• RECORDS TO PROCESS
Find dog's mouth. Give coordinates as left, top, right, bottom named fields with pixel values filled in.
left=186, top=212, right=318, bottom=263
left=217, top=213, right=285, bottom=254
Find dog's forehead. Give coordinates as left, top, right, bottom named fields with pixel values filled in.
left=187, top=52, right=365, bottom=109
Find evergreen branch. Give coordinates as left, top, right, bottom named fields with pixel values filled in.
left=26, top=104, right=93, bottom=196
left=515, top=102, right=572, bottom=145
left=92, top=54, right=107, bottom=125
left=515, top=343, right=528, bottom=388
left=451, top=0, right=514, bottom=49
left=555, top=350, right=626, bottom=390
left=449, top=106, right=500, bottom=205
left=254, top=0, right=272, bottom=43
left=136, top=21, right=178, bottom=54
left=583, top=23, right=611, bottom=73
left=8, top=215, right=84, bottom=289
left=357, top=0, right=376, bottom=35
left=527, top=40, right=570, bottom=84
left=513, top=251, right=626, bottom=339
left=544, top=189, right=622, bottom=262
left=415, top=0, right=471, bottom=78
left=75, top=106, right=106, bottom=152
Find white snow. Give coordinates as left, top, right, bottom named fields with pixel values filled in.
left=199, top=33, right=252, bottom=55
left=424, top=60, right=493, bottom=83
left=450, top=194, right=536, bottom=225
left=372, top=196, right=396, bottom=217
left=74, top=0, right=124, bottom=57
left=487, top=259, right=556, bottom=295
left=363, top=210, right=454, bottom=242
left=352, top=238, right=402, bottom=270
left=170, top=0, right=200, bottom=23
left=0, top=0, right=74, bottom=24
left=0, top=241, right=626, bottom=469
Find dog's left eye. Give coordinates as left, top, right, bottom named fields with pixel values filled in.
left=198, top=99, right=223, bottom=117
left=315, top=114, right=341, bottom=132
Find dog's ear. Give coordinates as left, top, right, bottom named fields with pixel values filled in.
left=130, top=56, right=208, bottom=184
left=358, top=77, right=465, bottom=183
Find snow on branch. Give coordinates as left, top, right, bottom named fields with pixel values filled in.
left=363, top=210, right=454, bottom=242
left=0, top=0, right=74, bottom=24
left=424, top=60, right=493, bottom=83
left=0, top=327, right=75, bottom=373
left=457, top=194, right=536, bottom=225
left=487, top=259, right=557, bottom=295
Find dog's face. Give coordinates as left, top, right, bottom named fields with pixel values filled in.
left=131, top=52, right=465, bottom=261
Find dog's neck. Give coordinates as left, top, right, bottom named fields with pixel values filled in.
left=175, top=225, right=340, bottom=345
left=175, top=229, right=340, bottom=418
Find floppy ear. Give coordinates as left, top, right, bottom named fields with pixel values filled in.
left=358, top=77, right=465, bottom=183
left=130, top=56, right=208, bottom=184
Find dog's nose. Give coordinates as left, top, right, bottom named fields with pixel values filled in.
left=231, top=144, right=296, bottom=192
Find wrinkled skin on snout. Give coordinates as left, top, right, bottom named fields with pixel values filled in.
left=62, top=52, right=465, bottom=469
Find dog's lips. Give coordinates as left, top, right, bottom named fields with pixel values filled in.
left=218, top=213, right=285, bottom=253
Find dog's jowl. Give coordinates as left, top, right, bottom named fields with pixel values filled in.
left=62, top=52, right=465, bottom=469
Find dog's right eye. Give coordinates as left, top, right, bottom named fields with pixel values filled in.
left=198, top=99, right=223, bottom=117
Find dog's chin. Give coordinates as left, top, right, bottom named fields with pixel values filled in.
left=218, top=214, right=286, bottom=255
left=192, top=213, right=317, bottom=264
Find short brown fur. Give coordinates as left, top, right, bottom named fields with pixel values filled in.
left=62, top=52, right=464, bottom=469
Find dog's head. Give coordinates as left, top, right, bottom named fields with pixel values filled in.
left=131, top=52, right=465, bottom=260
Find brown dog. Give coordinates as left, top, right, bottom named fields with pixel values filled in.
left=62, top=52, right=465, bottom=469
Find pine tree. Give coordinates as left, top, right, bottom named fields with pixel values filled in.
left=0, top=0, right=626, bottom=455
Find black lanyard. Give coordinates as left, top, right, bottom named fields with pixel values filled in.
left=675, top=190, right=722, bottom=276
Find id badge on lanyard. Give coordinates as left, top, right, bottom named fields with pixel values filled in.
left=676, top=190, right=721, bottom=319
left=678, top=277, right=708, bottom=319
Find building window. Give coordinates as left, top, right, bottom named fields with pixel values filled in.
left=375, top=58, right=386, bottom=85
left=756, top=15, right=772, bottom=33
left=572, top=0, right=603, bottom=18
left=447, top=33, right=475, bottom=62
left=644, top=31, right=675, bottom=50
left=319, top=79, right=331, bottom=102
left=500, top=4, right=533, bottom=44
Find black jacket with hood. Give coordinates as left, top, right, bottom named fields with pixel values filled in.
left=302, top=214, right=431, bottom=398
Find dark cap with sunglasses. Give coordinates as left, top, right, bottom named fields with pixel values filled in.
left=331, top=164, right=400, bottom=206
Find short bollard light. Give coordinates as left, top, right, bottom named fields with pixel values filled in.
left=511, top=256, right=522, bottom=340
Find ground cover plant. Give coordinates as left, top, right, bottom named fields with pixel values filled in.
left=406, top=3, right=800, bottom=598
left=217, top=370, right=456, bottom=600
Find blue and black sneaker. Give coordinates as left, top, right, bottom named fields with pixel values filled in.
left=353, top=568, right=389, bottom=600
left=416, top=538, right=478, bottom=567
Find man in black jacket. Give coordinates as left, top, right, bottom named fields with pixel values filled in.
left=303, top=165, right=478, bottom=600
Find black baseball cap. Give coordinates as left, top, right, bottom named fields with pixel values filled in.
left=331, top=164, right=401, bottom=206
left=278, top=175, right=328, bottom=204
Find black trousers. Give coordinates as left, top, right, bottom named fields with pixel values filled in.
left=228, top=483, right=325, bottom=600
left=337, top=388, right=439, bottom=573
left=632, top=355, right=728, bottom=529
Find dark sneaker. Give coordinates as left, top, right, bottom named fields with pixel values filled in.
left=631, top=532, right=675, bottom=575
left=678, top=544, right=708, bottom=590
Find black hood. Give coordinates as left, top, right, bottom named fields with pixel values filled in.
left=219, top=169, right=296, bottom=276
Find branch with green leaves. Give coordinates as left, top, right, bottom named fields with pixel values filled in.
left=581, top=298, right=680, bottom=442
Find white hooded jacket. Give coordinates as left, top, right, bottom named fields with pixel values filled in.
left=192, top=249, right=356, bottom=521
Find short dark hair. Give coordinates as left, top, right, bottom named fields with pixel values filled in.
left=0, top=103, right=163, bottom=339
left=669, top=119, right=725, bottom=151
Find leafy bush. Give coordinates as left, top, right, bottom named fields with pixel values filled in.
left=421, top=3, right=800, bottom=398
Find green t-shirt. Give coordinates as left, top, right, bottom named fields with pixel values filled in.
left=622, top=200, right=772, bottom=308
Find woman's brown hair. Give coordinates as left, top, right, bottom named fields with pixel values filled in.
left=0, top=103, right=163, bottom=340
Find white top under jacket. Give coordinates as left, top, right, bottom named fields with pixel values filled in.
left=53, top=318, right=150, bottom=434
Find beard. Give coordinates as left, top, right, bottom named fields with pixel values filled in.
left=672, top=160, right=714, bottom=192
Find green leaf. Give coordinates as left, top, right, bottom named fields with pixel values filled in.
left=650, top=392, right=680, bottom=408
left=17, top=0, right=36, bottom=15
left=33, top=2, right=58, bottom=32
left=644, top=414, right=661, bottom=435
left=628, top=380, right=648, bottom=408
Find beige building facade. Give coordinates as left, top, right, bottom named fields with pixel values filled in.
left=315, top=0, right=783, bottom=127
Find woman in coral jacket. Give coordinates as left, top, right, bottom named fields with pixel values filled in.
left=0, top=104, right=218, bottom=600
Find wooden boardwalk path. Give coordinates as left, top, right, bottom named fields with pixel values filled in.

• EXERCISE TASK
Print all of the records above again, word for word and with nothing changed.

• WRITTEN SOLUTION
Find dog's mouth. Give coordinates as left, top, right, bottom named fields with pixel values filled in.
left=186, top=212, right=318, bottom=263
left=217, top=213, right=285, bottom=254
Find dog's forehead. Give coordinates as left, top, right, bottom named fields with pixel values filled in.
left=187, top=52, right=365, bottom=109
Find evergreen branch. Give coordinates as left, top, right, bottom named fields with pixel values filled in.
left=26, top=104, right=93, bottom=196
left=515, top=102, right=572, bottom=145
left=92, top=54, right=107, bottom=125
left=515, top=343, right=528, bottom=388
left=451, top=0, right=514, bottom=49
left=555, top=350, right=626, bottom=390
left=449, top=106, right=500, bottom=205
left=254, top=0, right=272, bottom=43
left=136, top=21, right=178, bottom=54
left=583, top=23, right=611, bottom=73
left=8, top=215, right=84, bottom=289
left=357, top=0, right=376, bottom=35
left=527, top=40, right=570, bottom=84
left=513, top=251, right=626, bottom=339
left=544, top=189, right=622, bottom=262
left=415, top=0, right=471, bottom=78
left=75, top=106, right=106, bottom=152
Find white snow. Give coordinates as left, top, right, bottom named fields with pixel values filled in.
left=199, top=33, right=252, bottom=55
left=424, top=60, right=493, bottom=83
left=450, top=194, right=536, bottom=225
left=372, top=196, right=396, bottom=217
left=74, top=0, right=124, bottom=57
left=487, top=259, right=556, bottom=295
left=363, top=210, right=454, bottom=242
left=352, top=238, right=402, bottom=270
left=170, top=0, right=200, bottom=23
left=0, top=0, right=74, bottom=24
left=0, top=241, right=626, bottom=469
Find dog's left eye. Give coordinates as left, top, right, bottom named fields with pixel values filled in.
left=198, top=99, right=223, bottom=117
left=315, top=114, right=341, bottom=132
Find dog's ear. Give coordinates as left, top, right, bottom named fields with pixel values filled in.
left=130, top=56, right=208, bottom=184
left=358, top=77, right=465, bottom=183
Find snow on branch. Give coordinates as left, top, right, bottom named fields with pixel values filled in.
left=363, top=210, right=454, bottom=242
left=0, top=0, right=74, bottom=24
left=424, top=60, right=493, bottom=83
left=0, top=327, right=75, bottom=373
left=457, top=194, right=536, bottom=225
left=487, top=259, right=557, bottom=295
Find dog's face. Give coordinates as left, top, right, bottom named fields with pixel values filled in.
left=131, top=52, right=465, bottom=261
Find dog's neck. Give coordinates as left, top, right, bottom named fields with pixel values filled in.
left=175, top=225, right=340, bottom=345
left=175, top=229, right=340, bottom=418
Find floppy ear. Give coordinates as left, top, right, bottom named fields with pixel values filled in.
left=358, top=77, right=465, bottom=183
left=130, top=56, right=208, bottom=184
Find dog's nose. Give coordinates as left, top, right, bottom named fields with pixel values filled in.
left=231, top=144, right=296, bottom=192
Find wrinkled skin on snout. Give coordinates as left, top, right, bottom named fields with pixel values filled in.
left=62, top=52, right=465, bottom=469
Find dog's lips. Give coordinates as left, top, right, bottom named fields with pixel values filled in.
left=218, top=213, right=285, bottom=253
Find dog's jowl. Give coordinates as left, top, right, bottom named fields with pixel values filled in.
left=62, top=52, right=465, bottom=469
Find dog's right eye. Give coordinates as left, top, right, bottom named fields with pixel values filled in.
left=198, top=99, right=223, bottom=117
Find dog's chin. Give coordinates as left, top, right, bottom named fields with pixel values filled in.
left=218, top=214, right=286, bottom=255
left=192, top=213, right=317, bottom=264
Find short brown fur. Give coordinates as left, top, right, bottom named fields with pixel values filled in.
left=62, top=52, right=464, bottom=469
Find dog's head. Give coordinates as left, top, right, bottom named fields with pixel values filled in.
left=131, top=52, right=465, bottom=260
Find brown dog. Give coordinates as left, top, right, bottom named fields with pixel values filled in.
left=62, top=52, right=465, bottom=469
Find pine tree. Give coordinates as left, top, right, bottom named fields with pixel values filled in.
left=0, top=0, right=626, bottom=455
Find black lanyard. Give coordinates as left, top, right, bottom named fields with pixel values filled in.
left=675, top=190, right=722, bottom=276
Find id badge on lanyard. Give coordinates as left, top, right, bottom named fields with pixel values filled in.
left=676, top=190, right=721, bottom=319
left=678, top=277, right=708, bottom=319
Find building window. Give coordinates as left, top, right, bottom named fields with pixel values filled in.
left=375, top=58, right=386, bottom=85
left=756, top=15, right=772, bottom=33
left=572, top=0, right=603, bottom=18
left=447, top=33, right=475, bottom=62
left=644, top=31, right=675, bottom=50
left=319, top=79, right=331, bottom=102
left=500, top=4, right=533, bottom=44
Find black jacket with hood. Give coordinates as left, top, right, bottom named fields with pixel values filled in.
left=302, top=214, right=431, bottom=398
Find dark cap with sunglasses. Give coordinates as left, top, right, bottom named fields with pixel values filled in.
left=331, top=164, right=400, bottom=206
Find short bollard light. Give coordinates as left, top, right, bottom named fields with pixel values filled in.
left=511, top=256, right=522, bottom=340
Find ground cover plant. Give coordinates as left, top, right, bottom named fields with pixel values filled in.
left=406, top=3, right=800, bottom=598
left=217, top=370, right=456, bottom=600
Find blue and black sneaker. Give coordinates as left, top, right, bottom named fields with pixel values filled in.
left=353, top=568, right=389, bottom=600
left=416, top=538, right=478, bottom=567
Find man in black jacket. Give coordinates as left, top, right, bottom named fields with pixel values filled in.
left=303, top=165, right=478, bottom=600
Find black baseball cap. Give coordinates as left, top, right, bottom named fields with pixel values filled in.
left=331, top=164, right=401, bottom=206
left=278, top=175, right=328, bottom=204
Find black trousers. Give coordinates as left, top, right, bottom named fields with pixel values filled in.
left=228, top=483, right=325, bottom=600
left=337, top=388, right=439, bottom=573
left=632, top=355, right=728, bottom=529
Find dark sneaker. Give coordinates as left, top, right, bottom named fields with pixel values filled in.
left=631, top=532, right=675, bottom=575
left=678, top=544, right=708, bottom=590
Find black hood. Give coordinates as left, top, right, bottom named fields with pixel values filled in.
left=219, top=169, right=296, bottom=276
Find branch with green leaves. Give coordinates as left, top, right, bottom named fields with pixel values filled in.
left=581, top=298, right=680, bottom=442
Find white hooded jacket. Give coordinates as left, top, right, bottom named fields with pixel values filled in.
left=192, top=249, right=356, bottom=521
Find short dark hair. Give coordinates as left, top, right, bottom named fields with pixel values filled in.
left=0, top=103, right=163, bottom=339
left=669, top=119, right=725, bottom=151
Find leafy bush. Give coordinates as left, top, right, bottom named fields with pixel values filled in.
left=421, top=3, right=800, bottom=398
Find green t-shirt. Give coordinates as left, top, right, bottom named fields with pixel values filled in.
left=622, top=200, right=772, bottom=308
Find woman's brown hair. Give coordinates as left, top, right, bottom named fields with pixel values filled in.
left=0, top=103, right=163, bottom=340
Find white top under jacket. Give coordinates as left, top, right, bottom named fields with pixel values filled in.
left=53, top=318, right=150, bottom=434
Find beard. Give coordinates as left, top, right, bottom named fields with pixel values filled in.
left=672, top=160, right=714, bottom=192
Find green leaf. Give coordinates as left, top, right, bottom named fields with pixel values filled in.
left=650, top=392, right=680, bottom=408
left=17, top=0, right=36, bottom=15
left=33, top=2, right=58, bottom=32
left=644, top=414, right=661, bottom=435
left=628, top=380, right=648, bottom=408
Find beige building facade. Give coordinates as left, top, right, bottom named fields with pixel values filled in.
left=315, top=0, right=783, bottom=127
Find woman in coral jacket. Give coordinates as left, top, right, bottom named fields with pixel values filled in.
left=0, top=104, right=218, bottom=600
Find wooden boardwalk path. Give coordinates as left, top, right, bottom named fields with pixel values filled in.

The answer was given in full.